#### TASK STATEMENT
Reproduce every one of the following rows word for word.

#### MATERIAL FOR THIS TASK
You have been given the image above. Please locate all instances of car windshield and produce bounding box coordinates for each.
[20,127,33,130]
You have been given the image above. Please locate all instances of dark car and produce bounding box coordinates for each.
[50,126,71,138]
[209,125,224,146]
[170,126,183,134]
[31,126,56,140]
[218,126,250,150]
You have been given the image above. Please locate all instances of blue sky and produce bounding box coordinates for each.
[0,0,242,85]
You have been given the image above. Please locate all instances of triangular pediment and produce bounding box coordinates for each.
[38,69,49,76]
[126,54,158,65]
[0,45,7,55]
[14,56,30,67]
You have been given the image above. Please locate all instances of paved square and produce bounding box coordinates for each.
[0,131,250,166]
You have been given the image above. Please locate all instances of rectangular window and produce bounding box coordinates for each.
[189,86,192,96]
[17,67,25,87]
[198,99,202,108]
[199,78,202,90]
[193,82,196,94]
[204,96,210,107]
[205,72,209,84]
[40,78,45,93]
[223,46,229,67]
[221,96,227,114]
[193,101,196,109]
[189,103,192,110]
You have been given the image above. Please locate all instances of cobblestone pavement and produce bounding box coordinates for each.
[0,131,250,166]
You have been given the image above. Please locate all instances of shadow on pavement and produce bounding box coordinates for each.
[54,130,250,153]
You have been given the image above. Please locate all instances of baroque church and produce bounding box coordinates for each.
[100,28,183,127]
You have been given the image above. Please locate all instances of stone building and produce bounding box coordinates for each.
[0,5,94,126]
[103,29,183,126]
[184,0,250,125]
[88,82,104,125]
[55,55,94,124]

#### CORRECT RESULT
You have been given the image above. Please locate all instances of car windshield and produce bounding box coordinates for each.
[20,127,33,130]
You have been given the image above. Please locate all instances of dark car and produce bounding box coordinates for each.
[50,126,71,138]
[209,125,224,146]
[170,126,183,134]
[31,126,56,140]
[218,126,250,150]
You have been given the image above. Please locate all instances of blue sky and produce bounding box coordinates for each.
[0,0,242,85]
You have been given the image above. Please locate all instances of triangular pediment and produce bounding box coordinates for each.
[38,69,49,76]
[126,54,158,65]
[0,45,7,55]
[14,56,30,67]
You have been given the image above. Please locate all instances of paved square and produce bounding box coordinates for each.
[0,131,250,166]
You have been given the image above. Please locate all instances of rectangular window and produce bounding box coordinates for each.
[189,86,192,96]
[17,67,25,87]
[198,99,202,108]
[199,78,202,90]
[193,82,196,94]
[204,96,210,107]
[205,72,209,84]
[40,78,45,93]
[223,46,229,67]
[221,96,227,114]
[193,101,196,109]
[189,103,192,110]
You have been given the image above. Please locate all instances of cobblestone pavement and produce bounding box coordinates for each.
[0,131,250,166]
You have been given the image above. Please locate all instances of shadow on pavement and produce bounding box coordinates for each.
[54,130,250,153]
You have been given the image above. Please locate all instances of baroque church and produce bounding box coordinates for each.
[100,28,183,127]
You have been given the image above. Please locate all instances of stone building and produce bounding box coordinates for each.
[0,5,94,126]
[103,29,183,126]
[184,0,250,125]
[88,82,104,125]
[55,55,94,124]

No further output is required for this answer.